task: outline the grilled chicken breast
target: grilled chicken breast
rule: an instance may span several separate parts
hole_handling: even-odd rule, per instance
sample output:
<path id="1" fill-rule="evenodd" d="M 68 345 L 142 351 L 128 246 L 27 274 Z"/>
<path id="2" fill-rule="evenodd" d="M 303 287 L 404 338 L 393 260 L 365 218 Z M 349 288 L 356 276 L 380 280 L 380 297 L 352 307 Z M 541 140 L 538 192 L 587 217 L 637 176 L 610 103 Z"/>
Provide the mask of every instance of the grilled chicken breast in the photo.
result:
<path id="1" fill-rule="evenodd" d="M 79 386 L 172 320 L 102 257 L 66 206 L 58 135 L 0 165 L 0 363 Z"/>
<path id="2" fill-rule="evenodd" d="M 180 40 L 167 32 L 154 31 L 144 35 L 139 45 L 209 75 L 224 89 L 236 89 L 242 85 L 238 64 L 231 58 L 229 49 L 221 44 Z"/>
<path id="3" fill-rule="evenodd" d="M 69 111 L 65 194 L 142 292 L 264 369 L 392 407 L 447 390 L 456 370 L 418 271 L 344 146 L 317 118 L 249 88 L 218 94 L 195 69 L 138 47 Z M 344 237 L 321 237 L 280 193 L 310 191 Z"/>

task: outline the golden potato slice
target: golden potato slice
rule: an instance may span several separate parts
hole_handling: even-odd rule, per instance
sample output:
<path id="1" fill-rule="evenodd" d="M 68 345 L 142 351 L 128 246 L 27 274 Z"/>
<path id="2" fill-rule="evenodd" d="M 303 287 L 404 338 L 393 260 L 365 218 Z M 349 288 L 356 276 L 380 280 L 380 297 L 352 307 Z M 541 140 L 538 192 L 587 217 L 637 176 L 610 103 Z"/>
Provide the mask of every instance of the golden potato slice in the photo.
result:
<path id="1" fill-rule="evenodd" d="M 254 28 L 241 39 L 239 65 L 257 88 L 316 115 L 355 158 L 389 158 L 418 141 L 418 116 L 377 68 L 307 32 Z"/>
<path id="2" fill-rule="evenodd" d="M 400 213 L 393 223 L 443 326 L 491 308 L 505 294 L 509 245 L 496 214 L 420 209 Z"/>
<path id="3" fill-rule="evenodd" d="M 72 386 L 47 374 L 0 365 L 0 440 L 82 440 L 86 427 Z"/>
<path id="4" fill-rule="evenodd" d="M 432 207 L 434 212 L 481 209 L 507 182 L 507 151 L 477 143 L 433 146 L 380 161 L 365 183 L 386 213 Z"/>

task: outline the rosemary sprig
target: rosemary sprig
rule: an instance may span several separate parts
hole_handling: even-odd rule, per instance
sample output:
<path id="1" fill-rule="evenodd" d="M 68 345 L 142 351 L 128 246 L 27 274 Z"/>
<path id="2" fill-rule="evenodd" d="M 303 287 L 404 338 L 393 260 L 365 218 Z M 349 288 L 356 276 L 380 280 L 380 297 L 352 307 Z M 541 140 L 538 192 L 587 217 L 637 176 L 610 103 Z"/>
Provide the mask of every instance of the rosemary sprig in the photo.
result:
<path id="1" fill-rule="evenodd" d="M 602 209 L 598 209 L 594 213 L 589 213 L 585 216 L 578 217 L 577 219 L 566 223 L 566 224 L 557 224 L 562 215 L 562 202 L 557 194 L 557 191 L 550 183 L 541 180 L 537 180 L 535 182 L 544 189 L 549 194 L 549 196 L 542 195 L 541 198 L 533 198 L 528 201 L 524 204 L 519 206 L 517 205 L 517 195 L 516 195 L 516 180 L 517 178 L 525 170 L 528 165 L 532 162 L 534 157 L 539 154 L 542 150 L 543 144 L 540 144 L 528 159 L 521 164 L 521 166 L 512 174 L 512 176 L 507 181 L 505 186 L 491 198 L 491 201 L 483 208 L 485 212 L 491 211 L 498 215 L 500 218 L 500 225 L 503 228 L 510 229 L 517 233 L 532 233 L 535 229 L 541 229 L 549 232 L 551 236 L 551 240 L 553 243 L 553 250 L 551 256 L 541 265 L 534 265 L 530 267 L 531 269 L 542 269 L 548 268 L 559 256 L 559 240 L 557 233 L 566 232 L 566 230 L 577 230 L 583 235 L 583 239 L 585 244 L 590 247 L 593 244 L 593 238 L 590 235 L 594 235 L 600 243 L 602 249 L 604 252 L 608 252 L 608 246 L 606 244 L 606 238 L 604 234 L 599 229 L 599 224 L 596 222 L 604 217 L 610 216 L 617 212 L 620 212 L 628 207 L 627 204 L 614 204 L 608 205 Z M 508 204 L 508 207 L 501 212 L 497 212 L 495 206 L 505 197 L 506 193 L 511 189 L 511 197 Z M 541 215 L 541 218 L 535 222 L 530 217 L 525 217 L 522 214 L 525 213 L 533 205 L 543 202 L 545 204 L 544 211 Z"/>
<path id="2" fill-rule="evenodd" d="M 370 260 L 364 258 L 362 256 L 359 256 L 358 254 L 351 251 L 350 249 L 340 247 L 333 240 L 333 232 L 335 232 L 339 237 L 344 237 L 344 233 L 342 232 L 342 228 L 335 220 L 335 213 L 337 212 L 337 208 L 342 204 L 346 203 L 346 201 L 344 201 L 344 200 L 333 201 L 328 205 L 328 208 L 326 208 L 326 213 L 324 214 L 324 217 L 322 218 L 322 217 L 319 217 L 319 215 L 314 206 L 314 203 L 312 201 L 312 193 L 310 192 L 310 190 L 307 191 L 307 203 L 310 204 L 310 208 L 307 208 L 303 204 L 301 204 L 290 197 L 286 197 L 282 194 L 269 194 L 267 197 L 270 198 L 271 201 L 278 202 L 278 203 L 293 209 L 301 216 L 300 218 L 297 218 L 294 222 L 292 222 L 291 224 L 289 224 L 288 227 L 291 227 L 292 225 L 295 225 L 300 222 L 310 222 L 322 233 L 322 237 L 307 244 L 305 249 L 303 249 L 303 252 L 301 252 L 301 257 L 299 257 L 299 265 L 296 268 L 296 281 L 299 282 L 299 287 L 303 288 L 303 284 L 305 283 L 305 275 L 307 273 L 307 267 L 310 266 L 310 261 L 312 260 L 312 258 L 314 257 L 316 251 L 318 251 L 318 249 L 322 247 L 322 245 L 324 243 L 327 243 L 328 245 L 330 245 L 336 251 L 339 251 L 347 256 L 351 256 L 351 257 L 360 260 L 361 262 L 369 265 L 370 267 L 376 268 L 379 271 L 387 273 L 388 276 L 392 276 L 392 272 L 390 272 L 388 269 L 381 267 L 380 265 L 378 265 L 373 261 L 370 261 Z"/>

---

> [The request]: Extract the lines beginning with the one that contains "task: outline the golden potato slice" and ending with the one that contains "432 207 L 434", and reproduce them verbatim.

> [Correct result]:
task: outline the golden potato slice
target: golden potato slice
rule: an instance may span several separate parts
hole_handling: even-odd rule, per instance
sample output:
<path id="1" fill-rule="evenodd" d="M 68 345 L 142 351 L 128 246 L 27 274 Z"/>
<path id="2" fill-rule="evenodd" d="M 303 287 L 404 338 L 393 260 L 365 218 Z M 349 288 L 356 276 L 380 280 L 380 297 L 352 307 Z M 541 140 L 538 192 L 587 217 L 637 176 L 610 103 Z"/>
Provide the mask of every instance of the golden potato slice in the photo.
result:
<path id="1" fill-rule="evenodd" d="M 254 28 L 241 39 L 239 65 L 257 88 L 316 115 L 355 158 L 389 158 L 418 141 L 418 116 L 377 68 L 307 32 Z"/>
<path id="2" fill-rule="evenodd" d="M 400 213 L 393 223 L 443 326 L 491 308 L 505 294 L 509 245 L 496 214 L 420 209 Z"/>
<path id="3" fill-rule="evenodd" d="M 72 386 L 47 374 L 0 365 L 0 440 L 82 440 L 86 427 Z"/>
<path id="4" fill-rule="evenodd" d="M 432 207 L 434 212 L 481 209 L 507 182 L 507 151 L 477 143 L 433 146 L 380 161 L 365 183 L 386 213 Z"/>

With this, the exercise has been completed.